** BEGIN Input material **

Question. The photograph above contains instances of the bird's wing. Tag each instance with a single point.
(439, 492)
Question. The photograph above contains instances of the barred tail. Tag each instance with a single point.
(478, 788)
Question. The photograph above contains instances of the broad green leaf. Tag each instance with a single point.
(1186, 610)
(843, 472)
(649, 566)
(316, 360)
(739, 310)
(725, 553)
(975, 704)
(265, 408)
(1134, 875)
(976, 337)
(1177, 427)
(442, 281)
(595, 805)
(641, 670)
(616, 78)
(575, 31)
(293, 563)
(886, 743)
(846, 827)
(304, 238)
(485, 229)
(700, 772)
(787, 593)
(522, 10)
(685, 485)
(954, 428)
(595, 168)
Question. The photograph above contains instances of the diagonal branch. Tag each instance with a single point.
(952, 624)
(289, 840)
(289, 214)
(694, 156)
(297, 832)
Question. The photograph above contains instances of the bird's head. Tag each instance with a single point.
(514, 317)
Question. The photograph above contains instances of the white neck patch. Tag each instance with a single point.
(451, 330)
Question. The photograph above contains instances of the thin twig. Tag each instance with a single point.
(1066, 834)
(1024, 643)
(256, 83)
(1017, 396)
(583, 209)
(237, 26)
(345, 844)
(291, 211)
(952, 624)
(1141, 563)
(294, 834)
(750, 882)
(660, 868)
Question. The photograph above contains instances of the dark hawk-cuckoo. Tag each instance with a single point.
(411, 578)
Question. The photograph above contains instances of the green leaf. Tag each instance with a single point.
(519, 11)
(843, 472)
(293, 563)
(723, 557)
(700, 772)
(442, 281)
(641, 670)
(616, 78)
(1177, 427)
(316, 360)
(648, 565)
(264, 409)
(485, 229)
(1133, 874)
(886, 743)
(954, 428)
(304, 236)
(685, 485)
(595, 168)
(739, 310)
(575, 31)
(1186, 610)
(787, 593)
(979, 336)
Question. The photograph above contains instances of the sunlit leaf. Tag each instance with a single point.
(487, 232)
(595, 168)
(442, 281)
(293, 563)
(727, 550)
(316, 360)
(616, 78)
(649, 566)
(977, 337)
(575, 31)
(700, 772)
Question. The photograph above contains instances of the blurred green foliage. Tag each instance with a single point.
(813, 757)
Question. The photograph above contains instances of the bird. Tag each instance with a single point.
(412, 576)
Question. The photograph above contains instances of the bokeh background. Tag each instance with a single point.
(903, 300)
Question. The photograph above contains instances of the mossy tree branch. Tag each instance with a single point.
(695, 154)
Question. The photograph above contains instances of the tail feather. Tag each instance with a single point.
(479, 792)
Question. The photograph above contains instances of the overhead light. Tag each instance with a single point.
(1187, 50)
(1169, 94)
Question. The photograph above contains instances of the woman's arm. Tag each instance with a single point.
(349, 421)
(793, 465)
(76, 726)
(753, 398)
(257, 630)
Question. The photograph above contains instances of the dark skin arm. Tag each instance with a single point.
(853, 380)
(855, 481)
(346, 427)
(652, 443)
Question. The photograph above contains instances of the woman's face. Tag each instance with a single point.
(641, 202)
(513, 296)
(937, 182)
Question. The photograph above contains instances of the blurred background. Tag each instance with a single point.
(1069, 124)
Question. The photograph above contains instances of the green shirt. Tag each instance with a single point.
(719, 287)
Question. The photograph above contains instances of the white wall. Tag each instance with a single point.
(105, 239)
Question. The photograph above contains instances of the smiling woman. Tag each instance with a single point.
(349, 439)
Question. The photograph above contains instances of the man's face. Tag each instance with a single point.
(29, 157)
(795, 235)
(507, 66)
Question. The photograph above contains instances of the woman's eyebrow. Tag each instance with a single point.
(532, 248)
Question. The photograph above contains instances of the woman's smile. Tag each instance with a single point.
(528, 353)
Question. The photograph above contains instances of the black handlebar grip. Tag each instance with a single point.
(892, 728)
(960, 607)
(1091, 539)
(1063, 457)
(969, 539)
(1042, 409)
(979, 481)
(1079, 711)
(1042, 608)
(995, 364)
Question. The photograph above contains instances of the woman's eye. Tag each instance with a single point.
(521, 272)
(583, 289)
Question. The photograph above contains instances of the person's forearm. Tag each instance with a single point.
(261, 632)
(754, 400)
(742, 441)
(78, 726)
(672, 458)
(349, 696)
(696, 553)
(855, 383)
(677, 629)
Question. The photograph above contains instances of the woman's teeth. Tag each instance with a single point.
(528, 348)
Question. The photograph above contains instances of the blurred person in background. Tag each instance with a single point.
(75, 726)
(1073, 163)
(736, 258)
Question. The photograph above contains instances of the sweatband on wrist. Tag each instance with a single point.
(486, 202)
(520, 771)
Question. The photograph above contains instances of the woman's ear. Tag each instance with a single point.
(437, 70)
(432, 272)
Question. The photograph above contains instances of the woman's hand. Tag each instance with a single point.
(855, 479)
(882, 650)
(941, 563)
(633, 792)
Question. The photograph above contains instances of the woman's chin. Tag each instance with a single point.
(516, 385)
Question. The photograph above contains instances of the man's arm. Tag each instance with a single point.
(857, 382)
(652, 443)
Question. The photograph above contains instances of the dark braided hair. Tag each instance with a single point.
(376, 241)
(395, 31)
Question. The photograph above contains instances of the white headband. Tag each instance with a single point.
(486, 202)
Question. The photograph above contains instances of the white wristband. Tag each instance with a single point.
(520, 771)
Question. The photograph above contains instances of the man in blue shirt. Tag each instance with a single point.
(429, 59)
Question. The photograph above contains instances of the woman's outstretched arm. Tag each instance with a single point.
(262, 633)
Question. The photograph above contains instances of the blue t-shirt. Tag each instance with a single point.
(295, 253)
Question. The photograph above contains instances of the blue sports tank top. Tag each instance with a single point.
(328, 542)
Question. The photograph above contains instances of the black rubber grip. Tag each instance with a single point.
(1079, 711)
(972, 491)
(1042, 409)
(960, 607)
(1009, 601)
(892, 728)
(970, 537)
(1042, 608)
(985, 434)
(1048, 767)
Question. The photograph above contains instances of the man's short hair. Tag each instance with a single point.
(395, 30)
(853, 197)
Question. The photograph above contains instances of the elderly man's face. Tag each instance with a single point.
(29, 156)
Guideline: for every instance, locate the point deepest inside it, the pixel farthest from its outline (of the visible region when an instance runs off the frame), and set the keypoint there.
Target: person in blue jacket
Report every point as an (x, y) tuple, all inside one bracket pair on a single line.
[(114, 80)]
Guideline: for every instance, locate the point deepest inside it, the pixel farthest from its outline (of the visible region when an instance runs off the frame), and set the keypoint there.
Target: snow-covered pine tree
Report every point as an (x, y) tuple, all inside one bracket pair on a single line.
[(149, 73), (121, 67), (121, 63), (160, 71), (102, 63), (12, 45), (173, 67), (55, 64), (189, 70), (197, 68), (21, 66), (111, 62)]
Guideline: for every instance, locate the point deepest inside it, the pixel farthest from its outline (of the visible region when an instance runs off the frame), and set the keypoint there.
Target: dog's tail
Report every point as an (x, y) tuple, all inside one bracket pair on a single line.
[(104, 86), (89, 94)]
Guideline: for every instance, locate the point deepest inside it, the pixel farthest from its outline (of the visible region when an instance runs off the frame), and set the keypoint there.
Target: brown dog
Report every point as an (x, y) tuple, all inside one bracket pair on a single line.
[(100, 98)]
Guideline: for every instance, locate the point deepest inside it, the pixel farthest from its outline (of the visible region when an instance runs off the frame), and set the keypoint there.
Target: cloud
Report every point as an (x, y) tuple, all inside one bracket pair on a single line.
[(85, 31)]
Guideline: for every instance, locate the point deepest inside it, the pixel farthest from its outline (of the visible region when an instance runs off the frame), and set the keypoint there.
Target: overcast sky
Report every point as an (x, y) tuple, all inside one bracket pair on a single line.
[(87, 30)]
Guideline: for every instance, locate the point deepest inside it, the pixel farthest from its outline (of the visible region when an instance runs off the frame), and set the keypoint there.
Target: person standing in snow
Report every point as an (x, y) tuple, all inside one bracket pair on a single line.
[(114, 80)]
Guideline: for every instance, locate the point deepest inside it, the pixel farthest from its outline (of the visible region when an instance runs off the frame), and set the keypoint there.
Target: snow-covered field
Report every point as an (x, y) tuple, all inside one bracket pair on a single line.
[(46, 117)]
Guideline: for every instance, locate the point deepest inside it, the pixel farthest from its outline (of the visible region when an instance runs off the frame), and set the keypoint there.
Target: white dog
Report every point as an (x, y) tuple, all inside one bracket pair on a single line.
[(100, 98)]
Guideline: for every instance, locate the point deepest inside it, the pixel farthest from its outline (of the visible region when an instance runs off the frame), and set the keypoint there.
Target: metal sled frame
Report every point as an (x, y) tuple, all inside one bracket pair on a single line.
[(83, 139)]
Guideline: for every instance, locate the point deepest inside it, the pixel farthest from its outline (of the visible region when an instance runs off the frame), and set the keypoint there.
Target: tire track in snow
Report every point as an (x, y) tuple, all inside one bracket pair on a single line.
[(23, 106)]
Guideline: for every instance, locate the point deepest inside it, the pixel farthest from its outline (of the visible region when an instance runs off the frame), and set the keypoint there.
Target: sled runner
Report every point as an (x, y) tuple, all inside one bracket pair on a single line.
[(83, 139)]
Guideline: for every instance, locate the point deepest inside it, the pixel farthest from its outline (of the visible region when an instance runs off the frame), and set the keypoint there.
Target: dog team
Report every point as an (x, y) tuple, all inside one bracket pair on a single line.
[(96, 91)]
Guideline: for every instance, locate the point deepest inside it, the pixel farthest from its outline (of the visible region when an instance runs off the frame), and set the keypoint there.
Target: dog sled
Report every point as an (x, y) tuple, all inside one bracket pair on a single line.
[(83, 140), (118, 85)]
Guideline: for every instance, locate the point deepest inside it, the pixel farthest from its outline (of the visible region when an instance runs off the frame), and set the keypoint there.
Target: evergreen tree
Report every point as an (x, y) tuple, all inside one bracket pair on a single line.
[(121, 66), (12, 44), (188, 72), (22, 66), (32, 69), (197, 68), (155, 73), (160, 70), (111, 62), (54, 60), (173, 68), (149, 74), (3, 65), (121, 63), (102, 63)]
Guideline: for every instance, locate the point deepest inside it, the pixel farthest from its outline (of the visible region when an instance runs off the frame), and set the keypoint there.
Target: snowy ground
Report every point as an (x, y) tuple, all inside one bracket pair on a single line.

** END Input material **

_Requirement_
Update the data starting at the line containing "Question. The photograph above contains instances of the tail" and ending with the line containing "(1069, 124)", replacing "woman's" with "person's" and leaving everything else unchanged.

_Solution to this task_
Question. The photograph above contains instances of the tail feather. Tag each instance with a single point.
(479, 792)
Question. The photograph above contains instances of the overhead light. Tag each instance with a single point.
(1187, 50)
(1169, 94)
Question. The photograph above contains instances of the person's arm. Tag each instance with a single point.
(349, 421)
(793, 465)
(76, 726)
(753, 398)
(257, 630)
Question. The photograph above contains instances of the dark skin arm. Tag each instance with a single point.
(853, 380)
(855, 481)
(346, 427)
(652, 443)
Question. The photograph above contains instances of the person's face. Tag each instance with a single point.
(641, 202)
(513, 296)
(937, 182)
Question. The photograph above contains instances of the blurred background. Tag each instance with a single point.
(1069, 124)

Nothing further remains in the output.